* Action item:
Among the records, which lines hold the word "sleeve"? Pick them out.

* Material shown:
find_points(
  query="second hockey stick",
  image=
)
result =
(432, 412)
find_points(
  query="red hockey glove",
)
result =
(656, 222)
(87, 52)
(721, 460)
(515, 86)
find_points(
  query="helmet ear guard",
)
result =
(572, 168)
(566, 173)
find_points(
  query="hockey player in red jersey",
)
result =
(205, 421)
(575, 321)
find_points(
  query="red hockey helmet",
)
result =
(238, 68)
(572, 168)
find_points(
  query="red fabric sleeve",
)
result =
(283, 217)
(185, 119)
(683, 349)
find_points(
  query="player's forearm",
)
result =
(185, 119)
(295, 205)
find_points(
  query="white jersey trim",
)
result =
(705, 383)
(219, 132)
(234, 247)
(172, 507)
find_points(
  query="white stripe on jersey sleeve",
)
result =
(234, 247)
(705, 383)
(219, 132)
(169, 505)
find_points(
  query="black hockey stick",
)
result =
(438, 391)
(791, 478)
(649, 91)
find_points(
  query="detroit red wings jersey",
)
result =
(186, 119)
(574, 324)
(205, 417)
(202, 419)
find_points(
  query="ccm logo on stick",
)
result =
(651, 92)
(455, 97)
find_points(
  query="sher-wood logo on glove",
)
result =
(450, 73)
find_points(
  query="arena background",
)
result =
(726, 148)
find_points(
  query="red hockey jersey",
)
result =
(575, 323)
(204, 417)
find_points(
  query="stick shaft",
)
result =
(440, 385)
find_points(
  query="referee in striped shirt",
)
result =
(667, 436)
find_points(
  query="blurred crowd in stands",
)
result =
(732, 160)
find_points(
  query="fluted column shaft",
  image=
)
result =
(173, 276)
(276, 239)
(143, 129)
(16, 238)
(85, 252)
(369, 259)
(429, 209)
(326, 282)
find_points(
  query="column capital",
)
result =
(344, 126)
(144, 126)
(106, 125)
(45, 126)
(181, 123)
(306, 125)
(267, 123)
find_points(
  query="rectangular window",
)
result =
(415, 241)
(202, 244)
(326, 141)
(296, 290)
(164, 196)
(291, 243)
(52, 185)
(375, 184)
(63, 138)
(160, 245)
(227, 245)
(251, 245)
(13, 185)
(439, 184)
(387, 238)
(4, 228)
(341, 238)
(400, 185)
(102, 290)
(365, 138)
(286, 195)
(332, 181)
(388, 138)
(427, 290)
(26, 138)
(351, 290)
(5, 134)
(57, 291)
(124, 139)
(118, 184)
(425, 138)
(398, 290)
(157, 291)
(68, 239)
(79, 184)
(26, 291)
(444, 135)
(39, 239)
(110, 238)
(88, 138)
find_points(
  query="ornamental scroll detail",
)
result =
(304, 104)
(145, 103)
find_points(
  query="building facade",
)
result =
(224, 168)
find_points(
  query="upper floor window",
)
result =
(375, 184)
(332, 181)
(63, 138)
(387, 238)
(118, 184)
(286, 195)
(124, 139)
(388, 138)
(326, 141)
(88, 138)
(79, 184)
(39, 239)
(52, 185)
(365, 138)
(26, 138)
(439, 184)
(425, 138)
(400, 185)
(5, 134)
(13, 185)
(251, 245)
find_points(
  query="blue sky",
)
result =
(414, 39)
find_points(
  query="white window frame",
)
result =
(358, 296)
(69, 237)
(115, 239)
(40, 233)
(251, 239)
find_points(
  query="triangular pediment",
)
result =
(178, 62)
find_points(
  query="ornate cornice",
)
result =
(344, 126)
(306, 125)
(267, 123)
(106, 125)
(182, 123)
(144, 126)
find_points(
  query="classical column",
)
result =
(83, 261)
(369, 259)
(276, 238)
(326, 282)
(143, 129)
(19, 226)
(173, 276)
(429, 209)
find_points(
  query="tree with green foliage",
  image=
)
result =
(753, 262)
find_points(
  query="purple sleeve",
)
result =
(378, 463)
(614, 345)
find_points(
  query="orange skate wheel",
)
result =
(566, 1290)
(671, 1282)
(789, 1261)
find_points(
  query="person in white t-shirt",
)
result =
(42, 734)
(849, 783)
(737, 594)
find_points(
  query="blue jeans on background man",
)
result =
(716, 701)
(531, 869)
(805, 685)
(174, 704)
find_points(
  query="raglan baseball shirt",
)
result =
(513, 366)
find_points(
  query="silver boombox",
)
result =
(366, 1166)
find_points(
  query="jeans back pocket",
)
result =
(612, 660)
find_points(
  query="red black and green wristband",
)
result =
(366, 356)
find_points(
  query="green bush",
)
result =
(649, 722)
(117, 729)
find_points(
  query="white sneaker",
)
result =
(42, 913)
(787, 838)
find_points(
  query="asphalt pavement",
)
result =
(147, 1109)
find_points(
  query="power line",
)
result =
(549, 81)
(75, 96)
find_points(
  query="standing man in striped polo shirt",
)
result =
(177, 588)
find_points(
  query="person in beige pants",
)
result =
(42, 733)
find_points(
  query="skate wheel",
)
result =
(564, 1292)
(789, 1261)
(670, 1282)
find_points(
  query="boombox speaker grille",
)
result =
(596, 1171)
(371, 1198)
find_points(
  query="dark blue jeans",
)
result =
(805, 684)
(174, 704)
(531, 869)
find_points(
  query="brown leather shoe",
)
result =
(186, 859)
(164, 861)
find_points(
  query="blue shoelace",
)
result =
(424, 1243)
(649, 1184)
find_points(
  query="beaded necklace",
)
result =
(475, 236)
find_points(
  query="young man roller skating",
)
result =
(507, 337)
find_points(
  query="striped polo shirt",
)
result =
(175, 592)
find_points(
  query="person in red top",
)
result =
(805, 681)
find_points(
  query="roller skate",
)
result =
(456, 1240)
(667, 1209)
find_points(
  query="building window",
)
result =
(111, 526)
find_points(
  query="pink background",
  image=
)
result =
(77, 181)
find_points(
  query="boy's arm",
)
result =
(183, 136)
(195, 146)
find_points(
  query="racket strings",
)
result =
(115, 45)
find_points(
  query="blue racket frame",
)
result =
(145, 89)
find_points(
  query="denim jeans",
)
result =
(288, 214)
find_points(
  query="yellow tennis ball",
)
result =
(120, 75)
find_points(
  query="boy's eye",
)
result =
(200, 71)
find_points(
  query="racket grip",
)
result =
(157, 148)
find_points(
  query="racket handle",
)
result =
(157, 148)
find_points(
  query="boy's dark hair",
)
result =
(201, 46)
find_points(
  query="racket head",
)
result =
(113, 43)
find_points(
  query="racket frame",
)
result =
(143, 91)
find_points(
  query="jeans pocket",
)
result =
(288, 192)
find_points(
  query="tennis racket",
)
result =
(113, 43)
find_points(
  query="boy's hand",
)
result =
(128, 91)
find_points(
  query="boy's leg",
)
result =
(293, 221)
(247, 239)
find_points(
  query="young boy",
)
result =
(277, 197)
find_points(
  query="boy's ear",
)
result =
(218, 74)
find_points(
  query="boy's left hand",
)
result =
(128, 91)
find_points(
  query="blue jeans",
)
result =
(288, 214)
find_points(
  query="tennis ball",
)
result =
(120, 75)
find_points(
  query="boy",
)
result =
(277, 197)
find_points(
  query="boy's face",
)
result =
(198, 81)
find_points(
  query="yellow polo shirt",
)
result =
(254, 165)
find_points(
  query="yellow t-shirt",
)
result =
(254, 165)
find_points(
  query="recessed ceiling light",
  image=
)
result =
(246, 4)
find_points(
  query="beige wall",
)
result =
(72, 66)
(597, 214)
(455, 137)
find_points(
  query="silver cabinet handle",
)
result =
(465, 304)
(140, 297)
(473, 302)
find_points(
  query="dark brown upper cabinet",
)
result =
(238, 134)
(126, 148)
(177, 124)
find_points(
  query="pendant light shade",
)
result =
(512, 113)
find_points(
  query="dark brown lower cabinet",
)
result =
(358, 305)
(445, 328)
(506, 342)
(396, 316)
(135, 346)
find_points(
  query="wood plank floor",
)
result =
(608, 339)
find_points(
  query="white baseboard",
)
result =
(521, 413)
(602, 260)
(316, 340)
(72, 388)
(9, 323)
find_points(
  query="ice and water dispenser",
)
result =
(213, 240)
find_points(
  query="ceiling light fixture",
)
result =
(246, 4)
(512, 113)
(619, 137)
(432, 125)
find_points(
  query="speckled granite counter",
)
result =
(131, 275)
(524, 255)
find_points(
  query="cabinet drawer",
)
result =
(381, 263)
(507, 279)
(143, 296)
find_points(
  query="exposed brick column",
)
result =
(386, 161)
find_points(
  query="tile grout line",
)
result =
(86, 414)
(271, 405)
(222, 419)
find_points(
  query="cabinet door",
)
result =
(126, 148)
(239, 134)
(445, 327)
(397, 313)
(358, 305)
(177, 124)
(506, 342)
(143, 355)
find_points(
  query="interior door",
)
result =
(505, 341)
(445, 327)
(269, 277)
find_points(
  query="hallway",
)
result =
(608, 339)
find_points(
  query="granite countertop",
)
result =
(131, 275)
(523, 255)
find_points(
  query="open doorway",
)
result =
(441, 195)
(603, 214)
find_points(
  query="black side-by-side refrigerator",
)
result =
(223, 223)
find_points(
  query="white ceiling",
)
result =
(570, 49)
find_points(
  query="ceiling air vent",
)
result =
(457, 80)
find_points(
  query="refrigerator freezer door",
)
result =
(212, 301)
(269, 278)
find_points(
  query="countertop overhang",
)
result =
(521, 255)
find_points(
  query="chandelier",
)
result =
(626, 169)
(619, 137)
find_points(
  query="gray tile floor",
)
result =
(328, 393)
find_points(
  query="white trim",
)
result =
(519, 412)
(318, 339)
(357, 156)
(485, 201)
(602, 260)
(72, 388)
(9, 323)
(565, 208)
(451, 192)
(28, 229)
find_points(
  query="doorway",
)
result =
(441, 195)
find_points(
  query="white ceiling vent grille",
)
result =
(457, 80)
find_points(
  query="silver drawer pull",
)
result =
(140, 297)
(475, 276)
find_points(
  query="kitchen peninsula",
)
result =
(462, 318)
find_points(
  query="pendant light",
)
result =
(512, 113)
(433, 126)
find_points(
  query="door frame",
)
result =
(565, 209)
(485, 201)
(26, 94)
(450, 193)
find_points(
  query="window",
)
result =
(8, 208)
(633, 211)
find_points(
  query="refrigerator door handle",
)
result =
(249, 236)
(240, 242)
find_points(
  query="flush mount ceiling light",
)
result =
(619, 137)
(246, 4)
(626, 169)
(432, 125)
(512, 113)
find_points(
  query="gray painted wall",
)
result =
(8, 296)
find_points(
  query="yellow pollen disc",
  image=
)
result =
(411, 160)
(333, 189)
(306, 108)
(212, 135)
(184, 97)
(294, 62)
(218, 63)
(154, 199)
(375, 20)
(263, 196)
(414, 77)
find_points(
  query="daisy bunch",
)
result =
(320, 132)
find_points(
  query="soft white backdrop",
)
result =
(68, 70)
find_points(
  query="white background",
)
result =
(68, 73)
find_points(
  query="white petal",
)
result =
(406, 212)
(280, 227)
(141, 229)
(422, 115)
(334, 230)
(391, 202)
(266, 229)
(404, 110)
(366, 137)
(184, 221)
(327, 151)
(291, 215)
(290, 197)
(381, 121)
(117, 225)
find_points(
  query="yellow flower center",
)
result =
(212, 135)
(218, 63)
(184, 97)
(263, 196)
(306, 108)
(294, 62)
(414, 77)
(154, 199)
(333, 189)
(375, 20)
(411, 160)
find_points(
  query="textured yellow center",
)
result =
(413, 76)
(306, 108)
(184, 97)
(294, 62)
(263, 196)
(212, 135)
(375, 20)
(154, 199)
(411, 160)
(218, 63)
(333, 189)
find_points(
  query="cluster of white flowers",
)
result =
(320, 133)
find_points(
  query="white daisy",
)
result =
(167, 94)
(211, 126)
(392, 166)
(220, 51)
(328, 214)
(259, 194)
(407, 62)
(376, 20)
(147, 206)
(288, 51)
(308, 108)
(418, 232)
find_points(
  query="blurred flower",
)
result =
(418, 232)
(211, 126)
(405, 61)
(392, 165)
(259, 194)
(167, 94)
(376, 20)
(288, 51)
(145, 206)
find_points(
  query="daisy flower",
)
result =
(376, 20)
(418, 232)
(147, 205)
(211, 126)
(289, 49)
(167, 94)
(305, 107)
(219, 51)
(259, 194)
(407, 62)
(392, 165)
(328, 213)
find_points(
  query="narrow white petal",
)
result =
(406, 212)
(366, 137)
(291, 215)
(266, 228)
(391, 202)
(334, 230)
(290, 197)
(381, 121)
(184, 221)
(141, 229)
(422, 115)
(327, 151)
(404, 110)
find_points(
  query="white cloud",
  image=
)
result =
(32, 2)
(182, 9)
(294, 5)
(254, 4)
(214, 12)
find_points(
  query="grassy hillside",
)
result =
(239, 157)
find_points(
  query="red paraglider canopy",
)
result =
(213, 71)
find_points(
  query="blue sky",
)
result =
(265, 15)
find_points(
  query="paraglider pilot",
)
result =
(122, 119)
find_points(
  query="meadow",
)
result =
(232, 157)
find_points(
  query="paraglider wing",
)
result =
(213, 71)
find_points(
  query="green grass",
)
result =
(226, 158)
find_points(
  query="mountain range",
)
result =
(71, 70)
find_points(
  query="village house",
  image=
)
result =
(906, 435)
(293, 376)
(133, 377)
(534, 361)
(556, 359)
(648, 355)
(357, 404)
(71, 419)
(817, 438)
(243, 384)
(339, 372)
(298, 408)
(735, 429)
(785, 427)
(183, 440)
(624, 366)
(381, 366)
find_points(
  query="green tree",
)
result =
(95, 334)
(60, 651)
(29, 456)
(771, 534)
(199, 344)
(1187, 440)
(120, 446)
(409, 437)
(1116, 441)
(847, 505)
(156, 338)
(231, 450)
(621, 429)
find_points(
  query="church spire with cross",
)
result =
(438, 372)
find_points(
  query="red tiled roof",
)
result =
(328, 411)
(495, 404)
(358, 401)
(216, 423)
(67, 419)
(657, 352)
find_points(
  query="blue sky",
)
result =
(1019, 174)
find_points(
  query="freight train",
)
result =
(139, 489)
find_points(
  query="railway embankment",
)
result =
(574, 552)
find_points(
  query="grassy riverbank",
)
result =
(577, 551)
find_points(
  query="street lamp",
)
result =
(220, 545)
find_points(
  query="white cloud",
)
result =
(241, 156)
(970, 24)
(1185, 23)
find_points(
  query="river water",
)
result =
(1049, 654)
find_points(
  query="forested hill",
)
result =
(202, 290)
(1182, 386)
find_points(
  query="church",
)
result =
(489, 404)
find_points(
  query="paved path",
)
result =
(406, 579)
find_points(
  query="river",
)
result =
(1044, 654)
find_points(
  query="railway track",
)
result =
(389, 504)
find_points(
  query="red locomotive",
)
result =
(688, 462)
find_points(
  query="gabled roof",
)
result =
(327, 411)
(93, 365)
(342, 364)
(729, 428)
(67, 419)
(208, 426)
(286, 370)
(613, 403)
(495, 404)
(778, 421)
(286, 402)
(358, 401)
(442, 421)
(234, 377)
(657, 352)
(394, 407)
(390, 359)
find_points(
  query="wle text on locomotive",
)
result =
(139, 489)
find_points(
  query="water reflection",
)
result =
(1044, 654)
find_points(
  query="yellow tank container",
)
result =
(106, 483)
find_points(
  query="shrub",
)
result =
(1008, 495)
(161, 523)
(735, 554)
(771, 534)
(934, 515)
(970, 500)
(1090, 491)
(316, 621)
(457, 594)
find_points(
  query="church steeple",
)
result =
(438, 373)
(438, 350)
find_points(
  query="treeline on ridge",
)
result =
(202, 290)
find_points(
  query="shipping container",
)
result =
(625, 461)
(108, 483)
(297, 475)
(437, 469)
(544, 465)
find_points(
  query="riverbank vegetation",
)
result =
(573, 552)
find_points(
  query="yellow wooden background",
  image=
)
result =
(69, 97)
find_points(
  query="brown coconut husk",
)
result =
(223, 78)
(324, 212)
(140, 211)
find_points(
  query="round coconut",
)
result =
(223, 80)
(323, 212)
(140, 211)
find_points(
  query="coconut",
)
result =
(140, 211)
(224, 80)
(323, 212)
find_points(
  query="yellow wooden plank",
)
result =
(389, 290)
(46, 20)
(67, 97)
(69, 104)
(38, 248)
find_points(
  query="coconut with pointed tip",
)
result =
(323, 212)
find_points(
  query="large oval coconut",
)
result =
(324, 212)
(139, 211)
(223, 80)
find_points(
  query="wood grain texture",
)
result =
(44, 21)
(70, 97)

* Expected answer:
  query="red fabric sleeve",
  query="white stripe on jersey sleeve",
  query="purple sleeve",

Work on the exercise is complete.